**Directive:**
Rescale the data from the line containing "In the photograph above, where can the tall" through the end of the data, rewriting every line in full. Multiply each pixel coordinate in the answers by 0.75 and round to the nearest whole number, with halves rounding up; leave all other text unchanged.

**Material provided:**
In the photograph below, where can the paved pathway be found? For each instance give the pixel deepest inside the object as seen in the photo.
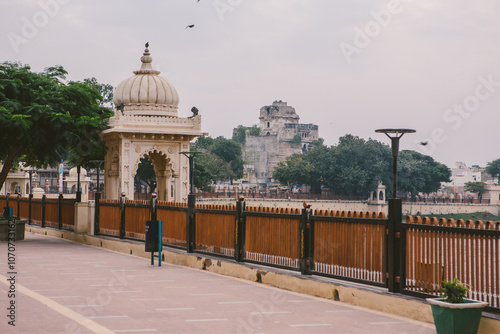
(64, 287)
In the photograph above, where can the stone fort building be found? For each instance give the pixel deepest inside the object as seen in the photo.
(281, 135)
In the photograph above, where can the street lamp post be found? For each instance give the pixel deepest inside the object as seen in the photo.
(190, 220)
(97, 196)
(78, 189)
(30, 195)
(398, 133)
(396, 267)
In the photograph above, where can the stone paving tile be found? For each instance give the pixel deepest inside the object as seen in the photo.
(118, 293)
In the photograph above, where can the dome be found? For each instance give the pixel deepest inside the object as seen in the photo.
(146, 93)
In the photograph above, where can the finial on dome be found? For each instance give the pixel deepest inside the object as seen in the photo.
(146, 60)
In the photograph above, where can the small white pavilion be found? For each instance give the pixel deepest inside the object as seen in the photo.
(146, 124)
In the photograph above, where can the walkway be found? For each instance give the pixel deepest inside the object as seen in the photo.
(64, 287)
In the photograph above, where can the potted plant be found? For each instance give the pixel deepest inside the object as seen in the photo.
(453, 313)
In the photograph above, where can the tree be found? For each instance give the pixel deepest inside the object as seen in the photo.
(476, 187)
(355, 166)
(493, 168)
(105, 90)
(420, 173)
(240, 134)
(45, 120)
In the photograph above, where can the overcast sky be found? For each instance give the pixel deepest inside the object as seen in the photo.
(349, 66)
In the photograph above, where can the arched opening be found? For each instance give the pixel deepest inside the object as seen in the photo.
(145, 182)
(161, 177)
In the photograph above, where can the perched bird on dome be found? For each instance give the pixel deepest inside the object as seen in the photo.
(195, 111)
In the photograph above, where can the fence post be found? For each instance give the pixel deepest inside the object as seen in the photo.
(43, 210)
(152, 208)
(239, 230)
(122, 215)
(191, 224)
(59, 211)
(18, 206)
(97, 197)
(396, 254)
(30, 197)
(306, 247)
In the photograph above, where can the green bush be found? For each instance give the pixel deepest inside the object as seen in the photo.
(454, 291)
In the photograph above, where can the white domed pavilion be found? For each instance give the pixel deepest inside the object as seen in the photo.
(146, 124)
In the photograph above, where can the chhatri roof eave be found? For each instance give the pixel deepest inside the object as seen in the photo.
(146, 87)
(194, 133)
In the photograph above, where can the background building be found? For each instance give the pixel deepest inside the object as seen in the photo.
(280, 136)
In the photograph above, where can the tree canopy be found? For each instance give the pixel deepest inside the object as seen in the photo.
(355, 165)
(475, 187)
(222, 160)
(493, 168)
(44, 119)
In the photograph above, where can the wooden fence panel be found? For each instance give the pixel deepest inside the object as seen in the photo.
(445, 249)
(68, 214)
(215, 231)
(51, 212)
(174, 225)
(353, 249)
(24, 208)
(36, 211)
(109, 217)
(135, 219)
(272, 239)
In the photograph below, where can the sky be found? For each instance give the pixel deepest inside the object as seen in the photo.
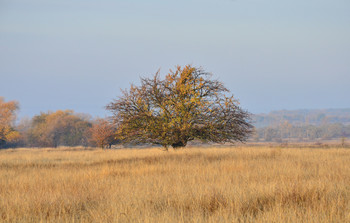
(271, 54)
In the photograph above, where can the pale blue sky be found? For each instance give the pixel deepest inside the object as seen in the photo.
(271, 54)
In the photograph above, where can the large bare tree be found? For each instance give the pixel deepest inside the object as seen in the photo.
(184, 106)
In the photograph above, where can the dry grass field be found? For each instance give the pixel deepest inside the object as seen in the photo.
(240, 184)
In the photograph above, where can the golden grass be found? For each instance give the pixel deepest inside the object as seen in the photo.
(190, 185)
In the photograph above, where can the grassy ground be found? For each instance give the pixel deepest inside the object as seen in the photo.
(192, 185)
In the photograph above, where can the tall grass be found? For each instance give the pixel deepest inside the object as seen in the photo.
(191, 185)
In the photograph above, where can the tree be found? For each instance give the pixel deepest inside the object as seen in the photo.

**Answer in full:**
In the photograph above, where can the tall grass be found? For each instance give the pixel deepest inside the object as seen in the photo.
(143, 139)
In the photograph above, where can the tree be found? For each instance give the pixel deepest inside the object as seen in the photo.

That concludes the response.